• The task:
Reproduce every item below verbatim, with no changes.

• Provided data:
━━━━━━━━

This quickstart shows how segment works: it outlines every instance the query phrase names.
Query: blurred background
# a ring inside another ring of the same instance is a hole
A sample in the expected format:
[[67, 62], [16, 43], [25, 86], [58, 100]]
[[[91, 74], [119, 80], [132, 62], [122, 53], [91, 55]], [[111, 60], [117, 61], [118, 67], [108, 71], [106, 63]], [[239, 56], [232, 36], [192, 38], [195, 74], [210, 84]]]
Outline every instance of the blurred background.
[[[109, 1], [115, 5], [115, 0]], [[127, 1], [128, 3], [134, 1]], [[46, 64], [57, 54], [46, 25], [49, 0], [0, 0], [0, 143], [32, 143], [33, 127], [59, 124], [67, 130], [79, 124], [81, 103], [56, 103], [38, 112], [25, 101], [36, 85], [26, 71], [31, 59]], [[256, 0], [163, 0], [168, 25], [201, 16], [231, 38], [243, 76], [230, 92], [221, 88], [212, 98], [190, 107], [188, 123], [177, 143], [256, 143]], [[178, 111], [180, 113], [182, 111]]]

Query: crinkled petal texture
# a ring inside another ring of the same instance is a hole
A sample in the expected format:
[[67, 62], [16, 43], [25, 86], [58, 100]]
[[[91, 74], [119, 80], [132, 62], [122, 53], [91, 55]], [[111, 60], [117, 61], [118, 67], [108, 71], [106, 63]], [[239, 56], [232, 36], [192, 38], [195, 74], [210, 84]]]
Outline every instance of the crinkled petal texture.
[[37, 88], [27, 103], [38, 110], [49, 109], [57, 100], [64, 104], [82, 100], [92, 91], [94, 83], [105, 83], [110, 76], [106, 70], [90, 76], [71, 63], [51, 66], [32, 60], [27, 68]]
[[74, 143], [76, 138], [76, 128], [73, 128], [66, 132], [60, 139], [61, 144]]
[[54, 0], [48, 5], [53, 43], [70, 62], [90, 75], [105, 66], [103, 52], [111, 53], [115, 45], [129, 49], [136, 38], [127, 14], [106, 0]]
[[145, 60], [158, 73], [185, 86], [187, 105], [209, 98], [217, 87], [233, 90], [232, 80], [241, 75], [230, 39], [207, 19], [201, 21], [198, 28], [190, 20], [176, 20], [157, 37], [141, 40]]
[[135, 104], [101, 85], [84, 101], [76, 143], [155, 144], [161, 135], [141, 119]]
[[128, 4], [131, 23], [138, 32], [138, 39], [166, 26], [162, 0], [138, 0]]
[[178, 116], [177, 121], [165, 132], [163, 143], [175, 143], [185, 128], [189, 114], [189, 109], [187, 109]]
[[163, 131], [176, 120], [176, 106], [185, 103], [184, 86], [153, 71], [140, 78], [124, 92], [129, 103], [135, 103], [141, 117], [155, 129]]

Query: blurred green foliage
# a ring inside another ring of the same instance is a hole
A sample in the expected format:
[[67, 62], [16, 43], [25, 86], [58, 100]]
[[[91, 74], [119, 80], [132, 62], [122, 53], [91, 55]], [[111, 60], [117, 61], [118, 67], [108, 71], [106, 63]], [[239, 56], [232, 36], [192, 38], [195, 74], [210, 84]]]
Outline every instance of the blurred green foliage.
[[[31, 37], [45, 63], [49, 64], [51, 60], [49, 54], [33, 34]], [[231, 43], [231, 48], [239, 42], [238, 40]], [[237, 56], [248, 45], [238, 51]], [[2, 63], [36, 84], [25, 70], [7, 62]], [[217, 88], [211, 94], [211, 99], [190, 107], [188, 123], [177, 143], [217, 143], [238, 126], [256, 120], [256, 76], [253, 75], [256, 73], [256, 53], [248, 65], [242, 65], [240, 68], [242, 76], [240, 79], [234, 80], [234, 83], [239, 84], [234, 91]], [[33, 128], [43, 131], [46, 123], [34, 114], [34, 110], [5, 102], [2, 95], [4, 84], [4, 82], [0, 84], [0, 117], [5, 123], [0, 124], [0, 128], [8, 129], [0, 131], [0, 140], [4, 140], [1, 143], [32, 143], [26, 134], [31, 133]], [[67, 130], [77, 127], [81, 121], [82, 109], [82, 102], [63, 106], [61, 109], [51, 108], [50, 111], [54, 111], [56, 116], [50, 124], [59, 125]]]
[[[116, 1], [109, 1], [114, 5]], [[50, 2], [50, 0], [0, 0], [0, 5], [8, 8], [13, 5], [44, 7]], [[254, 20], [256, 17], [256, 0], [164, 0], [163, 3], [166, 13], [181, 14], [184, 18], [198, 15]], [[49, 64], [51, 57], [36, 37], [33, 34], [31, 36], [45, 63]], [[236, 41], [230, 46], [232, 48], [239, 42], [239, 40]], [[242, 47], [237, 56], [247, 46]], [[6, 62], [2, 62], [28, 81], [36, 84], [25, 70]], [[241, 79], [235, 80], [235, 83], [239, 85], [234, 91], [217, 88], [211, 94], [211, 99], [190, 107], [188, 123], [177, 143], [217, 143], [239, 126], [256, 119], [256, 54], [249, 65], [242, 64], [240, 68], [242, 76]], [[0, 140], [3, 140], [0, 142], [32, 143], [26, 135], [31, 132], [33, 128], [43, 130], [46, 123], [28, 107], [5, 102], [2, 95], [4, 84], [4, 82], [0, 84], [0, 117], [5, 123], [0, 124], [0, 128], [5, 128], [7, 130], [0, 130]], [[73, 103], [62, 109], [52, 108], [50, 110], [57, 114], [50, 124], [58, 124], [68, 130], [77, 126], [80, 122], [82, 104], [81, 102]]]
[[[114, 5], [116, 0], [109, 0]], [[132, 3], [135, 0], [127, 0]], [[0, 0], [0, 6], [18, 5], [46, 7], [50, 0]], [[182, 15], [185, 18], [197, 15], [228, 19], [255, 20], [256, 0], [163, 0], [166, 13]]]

━━━━━━━━

• Completed task:
This quickstart shows how segment works: it outlines every instance the query phrase names.
Query: blurred background
# a ring inside another ring of the same instance is a hole
A sample in the expected format:
[[67, 62], [16, 43], [25, 86], [58, 100]]
[[[91, 74], [119, 80], [132, 62], [122, 53], [91, 55]], [[111, 60], [117, 61], [118, 67], [108, 71], [106, 63]], [[239, 56], [232, 36], [192, 38], [195, 74], [210, 84]]]
Outline every instance of the blurred background.
[[[109, 1], [115, 5], [115, 0]], [[127, 1], [128, 3], [134, 1]], [[46, 64], [57, 54], [46, 25], [49, 0], [0, 0], [0, 143], [32, 143], [33, 127], [59, 124], [67, 130], [79, 124], [81, 103], [56, 103], [38, 112], [25, 101], [36, 85], [26, 71], [31, 59]], [[256, 0], [163, 0], [168, 25], [201, 16], [231, 38], [243, 76], [230, 92], [221, 88], [212, 98], [190, 107], [188, 123], [177, 143], [256, 143]], [[178, 111], [180, 113], [182, 111]]]

Query: crinkled petal texture
# a ring inside another ring of the same instance is a hole
A sample in the expected format:
[[67, 62], [16, 43], [25, 86], [58, 100]]
[[[91, 74], [119, 80], [132, 62], [122, 53], [91, 55]], [[111, 60], [117, 61], [118, 67], [108, 71], [106, 63]], [[239, 56], [232, 36], [192, 38], [195, 74], [210, 84]]]
Outline every instance of the crinkled petal texture.
[[37, 88], [27, 103], [38, 110], [49, 109], [57, 100], [64, 104], [82, 100], [92, 91], [94, 83], [105, 83], [110, 76], [106, 70], [90, 76], [71, 63], [51, 66], [32, 60], [27, 68]]
[[74, 143], [76, 138], [76, 128], [73, 128], [66, 132], [60, 139], [61, 144]]
[[54, 0], [48, 5], [53, 43], [70, 62], [90, 75], [105, 66], [103, 52], [111, 53], [115, 45], [129, 49], [136, 38], [127, 14], [106, 0]]
[[145, 60], [158, 73], [185, 86], [187, 105], [209, 98], [217, 87], [233, 90], [232, 80], [241, 75], [230, 39], [207, 19], [201, 21], [198, 28], [190, 20], [176, 20], [157, 37], [141, 40]]
[[135, 104], [101, 85], [84, 101], [76, 143], [155, 144], [161, 135], [141, 119]]
[[128, 4], [131, 23], [138, 32], [138, 39], [166, 26], [162, 0], [138, 0]]
[[178, 116], [177, 121], [165, 132], [163, 143], [175, 143], [185, 128], [189, 114], [189, 109], [187, 109]]
[[163, 131], [176, 120], [176, 106], [185, 103], [184, 86], [153, 71], [140, 78], [124, 92], [129, 103], [135, 103], [141, 117], [155, 129]]

Query: blurred green foliage
# a ring inside another ring of the same instance is a hole
A sample in the expected format:
[[67, 62], [16, 43], [25, 86], [58, 100]]
[[[91, 74], [119, 80], [132, 62], [122, 53], [91, 55]], [[111, 60], [117, 61], [118, 67], [108, 71], [106, 63]], [[239, 56], [232, 36], [192, 38], [195, 74], [210, 84]]]
Outline every instance of the blurred green foliage.
[[[31, 37], [45, 63], [49, 64], [51, 60], [49, 54], [33, 34]], [[231, 43], [231, 48], [239, 42], [238, 40]], [[237, 56], [248, 45], [238, 51]], [[2, 63], [36, 84], [25, 70], [7, 62]], [[217, 88], [211, 94], [211, 99], [190, 107], [188, 123], [177, 143], [217, 143], [238, 126], [256, 120], [256, 76], [253, 75], [256, 73], [256, 53], [248, 65], [242, 65], [240, 68], [242, 76], [240, 79], [234, 80], [234, 83], [239, 84], [234, 91]], [[33, 128], [43, 131], [46, 123], [34, 114], [34, 110], [5, 102], [2, 95], [4, 84], [4, 82], [0, 84], [0, 117], [5, 123], [0, 124], [0, 128], [8, 129], [0, 131], [0, 140], [4, 140], [1, 143], [32, 143], [26, 134], [31, 133]], [[67, 130], [77, 127], [81, 121], [82, 109], [82, 102], [63, 106], [61, 109], [51, 108], [50, 111], [54, 111], [56, 116], [50, 124], [59, 125]]]
[[[116, 1], [109, 1], [114, 5]], [[50, 2], [50, 0], [0, 0], [0, 5], [8, 8], [13, 5], [44, 7]], [[254, 20], [256, 17], [256, 0], [164, 0], [163, 3], [166, 13], [181, 14], [184, 18], [198, 15]], [[49, 64], [51, 57], [36, 37], [33, 34], [31, 36], [45, 63]], [[236, 41], [230, 46], [232, 48], [239, 42], [239, 40]], [[242, 47], [237, 56], [247, 46]], [[6, 62], [2, 62], [28, 81], [36, 84], [25, 70]], [[241, 79], [235, 80], [235, 83], [239, 85], [234, 91], [217, 88], [211, 94], [211, 99], [190, 107], [188, 123], [177, 143], [217, 143], [239, 126], [256, 119], [256, 54], [249, 65], [242, 64], [240, 68], [242, 76]], [[0, 140], [3, 140], [0, 142], [32, 143], [26, 135], [31, 132], [33, 128], [43, 130], [46, 123], [28, 107], [5, 102], [2, 95], [4, 84], [4, 82], [0, 84], [0, 117], [5, 123], [0, 124], [0, 128], [5, 128], [7, 130], [0, 130]], [[73, 103], [62, 109], [52, 108], [50, 110], [57, 114], [50, 124], [58, 124], [68, 130], [77, 126], [80, 122], [82, 104], [81, 102]]]
[[[114, 5], [116, 0], [109, 0]], [[132, 3], [135, 0], [127, 0]], [[0, 0], [0, 6], [18, 5], [46, 7], [50, 0]], [[182, 15], [185, 18], [197, 15], [228, 19], [255, 20], [256, 0], [163, 0], [166, 13]]]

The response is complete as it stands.